- Problem details
Give back exactly the line containing "[tag] eye (a point for each instance)" together with all the lines after it, ending at the final line below.

Segment Start: Records to use

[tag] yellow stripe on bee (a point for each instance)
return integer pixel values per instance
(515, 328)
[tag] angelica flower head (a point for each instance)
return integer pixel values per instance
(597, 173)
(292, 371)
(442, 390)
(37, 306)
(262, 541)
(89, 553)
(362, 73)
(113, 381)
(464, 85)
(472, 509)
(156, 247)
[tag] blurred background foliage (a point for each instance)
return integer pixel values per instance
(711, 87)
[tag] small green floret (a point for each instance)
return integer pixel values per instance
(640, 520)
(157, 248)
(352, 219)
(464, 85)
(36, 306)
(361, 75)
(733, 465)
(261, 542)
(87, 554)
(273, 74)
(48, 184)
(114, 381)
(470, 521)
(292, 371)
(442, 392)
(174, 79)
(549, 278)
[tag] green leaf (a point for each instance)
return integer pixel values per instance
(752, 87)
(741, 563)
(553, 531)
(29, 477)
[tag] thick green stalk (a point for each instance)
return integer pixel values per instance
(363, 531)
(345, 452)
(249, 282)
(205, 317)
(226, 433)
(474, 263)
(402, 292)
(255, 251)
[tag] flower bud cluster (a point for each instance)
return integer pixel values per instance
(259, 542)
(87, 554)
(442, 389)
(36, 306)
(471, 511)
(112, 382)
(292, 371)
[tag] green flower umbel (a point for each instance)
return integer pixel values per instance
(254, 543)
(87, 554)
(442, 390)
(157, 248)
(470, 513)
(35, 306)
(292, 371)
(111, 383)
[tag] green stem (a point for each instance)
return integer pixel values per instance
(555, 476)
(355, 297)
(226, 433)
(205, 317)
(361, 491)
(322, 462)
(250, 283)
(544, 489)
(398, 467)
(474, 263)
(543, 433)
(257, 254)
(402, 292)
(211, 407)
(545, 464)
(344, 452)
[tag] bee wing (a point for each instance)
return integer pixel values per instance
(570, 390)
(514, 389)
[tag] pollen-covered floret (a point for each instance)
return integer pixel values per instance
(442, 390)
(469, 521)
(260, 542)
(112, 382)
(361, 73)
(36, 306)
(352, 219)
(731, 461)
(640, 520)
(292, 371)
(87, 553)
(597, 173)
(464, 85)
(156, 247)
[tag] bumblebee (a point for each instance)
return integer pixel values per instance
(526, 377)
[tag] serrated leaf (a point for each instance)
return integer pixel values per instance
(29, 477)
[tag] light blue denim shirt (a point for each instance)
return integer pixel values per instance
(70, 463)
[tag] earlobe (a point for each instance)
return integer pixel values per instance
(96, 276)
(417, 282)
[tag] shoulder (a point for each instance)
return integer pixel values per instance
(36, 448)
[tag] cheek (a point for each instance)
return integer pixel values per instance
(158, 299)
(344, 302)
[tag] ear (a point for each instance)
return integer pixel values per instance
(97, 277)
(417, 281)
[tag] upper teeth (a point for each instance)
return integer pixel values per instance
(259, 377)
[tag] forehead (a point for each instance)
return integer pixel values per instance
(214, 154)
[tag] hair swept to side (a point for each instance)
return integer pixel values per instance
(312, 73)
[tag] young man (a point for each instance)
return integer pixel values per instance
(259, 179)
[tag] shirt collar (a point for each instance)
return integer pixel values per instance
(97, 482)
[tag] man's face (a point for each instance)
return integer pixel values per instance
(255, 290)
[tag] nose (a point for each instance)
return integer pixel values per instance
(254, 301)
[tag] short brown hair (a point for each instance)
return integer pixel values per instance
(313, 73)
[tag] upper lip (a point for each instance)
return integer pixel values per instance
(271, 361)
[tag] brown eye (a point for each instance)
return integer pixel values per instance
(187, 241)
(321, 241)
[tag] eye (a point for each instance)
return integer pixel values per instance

Segment End: Records to use

- Response
[tag] eye (a point for each instance)
return integer pixel values per instance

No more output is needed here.